**What the exercise asks**
Quote the following listing verbatim, reproducing every line without alteration.

**Listing**
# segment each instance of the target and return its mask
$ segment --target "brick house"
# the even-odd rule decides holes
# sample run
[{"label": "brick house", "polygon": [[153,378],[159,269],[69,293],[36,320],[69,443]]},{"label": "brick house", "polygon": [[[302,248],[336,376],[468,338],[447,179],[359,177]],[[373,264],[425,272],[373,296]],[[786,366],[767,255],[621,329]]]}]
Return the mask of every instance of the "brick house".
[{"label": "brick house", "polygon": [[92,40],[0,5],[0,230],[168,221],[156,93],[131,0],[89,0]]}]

**Answer to the exercise**
# segment each instance of the target and return its mask
$ segment --target "brick house"
# the even-odd rule decides holes
# sample run
[{"label": "brick house", "polygon": [[153,378],[159,269],[69,293],[36,320],[69,443]]},{"label": "brick house", "polygon": [[[302,248],[336,376],[468,338],[447,179],[359,177]],[[373,264],[425,272],[373,296]],[[786,366],[767,255],[621,329]]]}]
Return the mask of every instance of the "brick house".
[{"label": "brick house", "polygon": [[92,40],[0,5],[0,230],[168,221],[156,93],[131,0],[89,0]]}]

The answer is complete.